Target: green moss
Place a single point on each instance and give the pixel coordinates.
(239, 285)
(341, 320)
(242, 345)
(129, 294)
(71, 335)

____________________

- _Task instructions_
Return each entry from above without altering a single character.

- _Written reply_
Target: green moss
Place a single point on each instance and give the pixel coordinates.
(239, 285)
(341, 320)
(242, 345)
(129, 294)
(71, 335)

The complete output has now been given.